# Given instruction
From the records below, pick out every line that contains the string "wall" and copy each one in full. Matching is case-sensitive.

# Material provided
────────

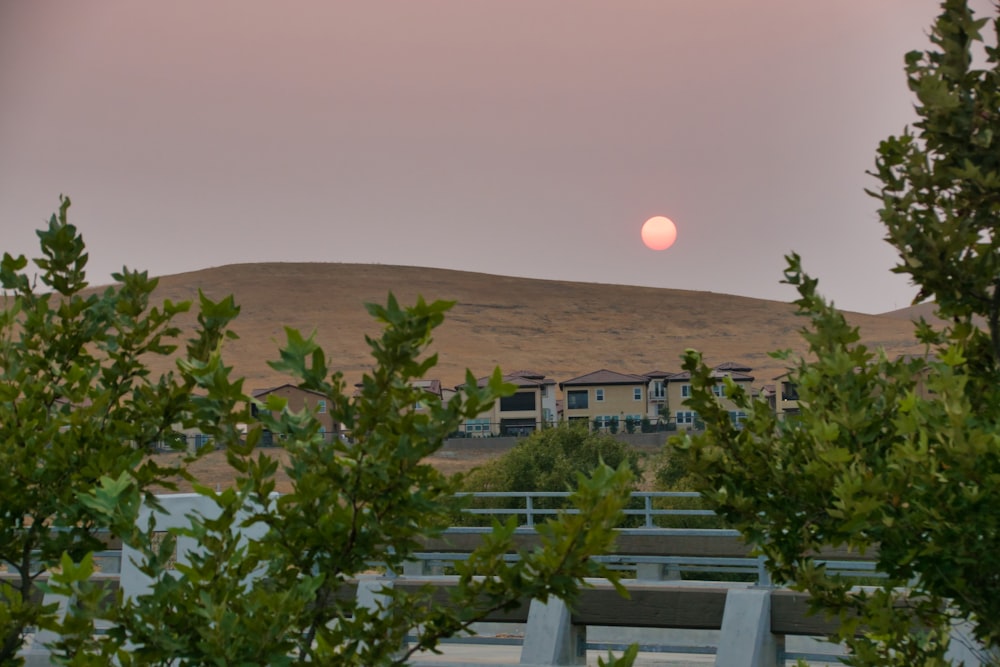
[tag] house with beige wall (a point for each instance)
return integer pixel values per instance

────────

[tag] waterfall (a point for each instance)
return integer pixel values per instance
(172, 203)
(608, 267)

────────

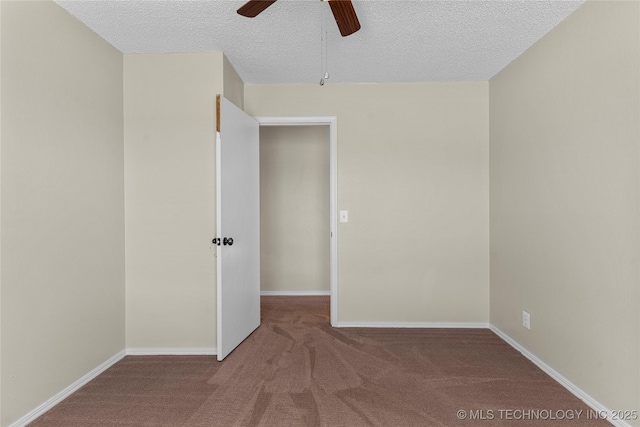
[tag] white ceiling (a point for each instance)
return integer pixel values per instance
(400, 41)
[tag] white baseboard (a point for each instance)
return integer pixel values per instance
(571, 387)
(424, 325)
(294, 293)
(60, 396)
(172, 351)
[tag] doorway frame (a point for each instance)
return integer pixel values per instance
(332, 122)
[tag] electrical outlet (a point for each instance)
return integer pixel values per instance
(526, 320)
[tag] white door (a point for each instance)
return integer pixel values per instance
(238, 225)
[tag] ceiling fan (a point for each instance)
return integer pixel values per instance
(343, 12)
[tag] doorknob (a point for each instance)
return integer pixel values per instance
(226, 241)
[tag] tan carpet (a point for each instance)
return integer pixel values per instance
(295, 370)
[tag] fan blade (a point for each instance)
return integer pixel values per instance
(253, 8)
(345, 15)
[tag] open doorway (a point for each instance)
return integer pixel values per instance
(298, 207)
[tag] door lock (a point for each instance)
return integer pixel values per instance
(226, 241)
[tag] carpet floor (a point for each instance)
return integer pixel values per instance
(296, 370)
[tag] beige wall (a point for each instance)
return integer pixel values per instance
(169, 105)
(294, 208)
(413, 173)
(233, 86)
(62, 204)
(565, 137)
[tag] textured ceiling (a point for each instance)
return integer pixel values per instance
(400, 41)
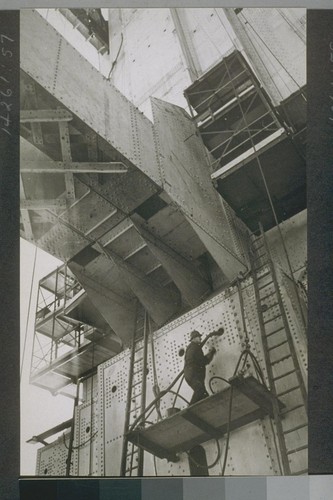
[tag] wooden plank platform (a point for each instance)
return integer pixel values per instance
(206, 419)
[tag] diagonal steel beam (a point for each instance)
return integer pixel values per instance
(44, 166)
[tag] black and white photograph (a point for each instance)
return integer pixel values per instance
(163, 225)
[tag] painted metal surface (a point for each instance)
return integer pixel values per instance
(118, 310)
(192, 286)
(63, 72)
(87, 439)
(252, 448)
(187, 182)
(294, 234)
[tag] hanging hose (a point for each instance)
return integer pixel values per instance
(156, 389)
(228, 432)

────────

# Written response
[tag] house with beige wall (a point for each instance)
[tag] beige wall (a point for each instance)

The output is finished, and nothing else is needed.